TO DO:
Set down, word for word, the passage of the PyTorch forum thread that starts with "return self.fc2(y)" and goes on through "optim = optim.Adam([model.alpha], lr=1e-3)".

SELECTED EXCERPT:
RuntimeError: one of the variables needed for gradient computation has been modified by an inplace operation: [torch.FloatTensor [3, 10]], which is output 0 of AsStridedBackward0, is at version 12; expected version 2 instead. Hint: enable anomaly detection to find the operation that failed to compute its gradient, with torch.autograd.set_detect_anomaly(True).

My code snippet is:

import torch
from torch import nn, optim
from torch.utils.data import Dataset, DataLoader

from torch.nn.utils import _stateless


class MyDataset(Dataset):
    def __init__(self, N):
        self.N = N
        self.x = torch.rand(self.N, 10)
        self.y = torch.randint(0, 3, (self.N,))

    def __len__(self):
        return self.N

    def __getitem__(self, idx):
        return self.x[idx], self.y[idx]


class MyModel(nn.Module):
    def __init__(self):
        super(MyModel, self).__init__()
        self.fc1 = nn.Linear(10, 10)
        self.fc2 = nn.Linear(10, 3)

        self.relu = nn.ReLU()

        self.alpha = nn.Parameter(torch.randn(1))
        self.beta = nn.Parameter(torch.randn(1))

    def forward(self, x):
        y = self.relu(self.fc1(x))
        return self.fc2(y)

epochs = 20
N = 100
dataset = DataLoader(dataset=MyDataset(N), batch_size=10)
model = MyModel()
loss_func = nn.CrossEntropyLoss()

optim = optim.Adam([model.alpha], lr=1e-3)

params = dict(model.named_parameters())
for i in range(epochs):
    model.train()
    train_loss = 0
    for batch_idx, (x, y) in enumerate(dataset):
        logits = _stateless.functional_call(model, params, x)             # predict
        loss_inner = loss_func(logits, y)                                 # loss
        optim.zero_grad()                                                 # reset grad
        loss_inner.backward(create_graph=True, inputs=params.values())    # compute grad
        train_loss += loss_inner.item()                                   # store loss
        for k, p in params.items():
            if k is not 'alpha' and k is not 'beta':
                p.update = - model.alpha * p.grad
                params[k] = p + p.update                      # update weight

    print('Train Epoch: {}\tLoss: {:.6f}'.format(i, train_loss / N))
    logits = _stateless.functional_call(model, params, x)                 # predict
    loss_meta = loss_func(logits, y)
    loss_meta.backward()
    loss_meta.step()

From the error message, I understand that the issue comes from weight update for the weights of the second layer of the network, which points to an error in my inner loop optimization. Do you have suggestions? Thanks!

PS: I thought this is not directly relevant to the feature request, but I can move my question to the github issue if you prefer to discuss there. Thank you!

albanD · October 21, 2021, 4:03pm

This is indeed unrelated.

If you enable anomaly mode, you will see that the problem is that some of the params are saved for backward but modified inplace. The fix is to make sure they are not:

for i in range(epochs):
    model.train()

DATA RECORDS:

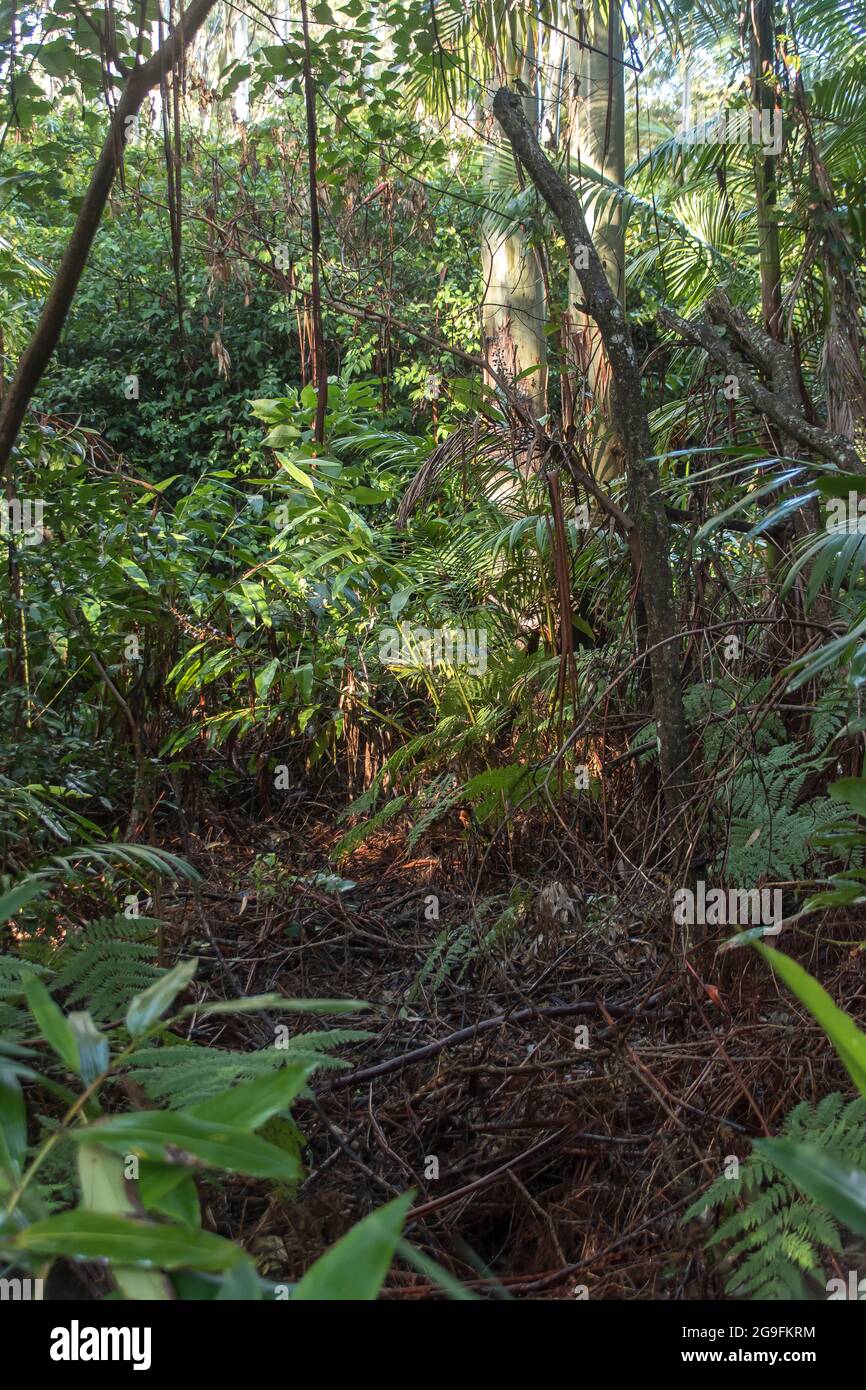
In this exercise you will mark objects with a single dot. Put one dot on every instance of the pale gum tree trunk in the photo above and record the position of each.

---

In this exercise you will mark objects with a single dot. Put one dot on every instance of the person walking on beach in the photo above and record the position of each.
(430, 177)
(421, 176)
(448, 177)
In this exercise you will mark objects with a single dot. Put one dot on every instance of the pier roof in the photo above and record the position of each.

==

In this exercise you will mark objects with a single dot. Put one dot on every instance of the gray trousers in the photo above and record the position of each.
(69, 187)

SOLVED PROBLEM:
return self.fc2(y)

epochs = 20
N = 100
dataset = DataLoader(dataset=MyDataset(N), batch_size=10)
model = MyModel()
loss_func = nn.CrossEntropyLoss()

optim = optim.Adam([model.alpha], lr=1e-3)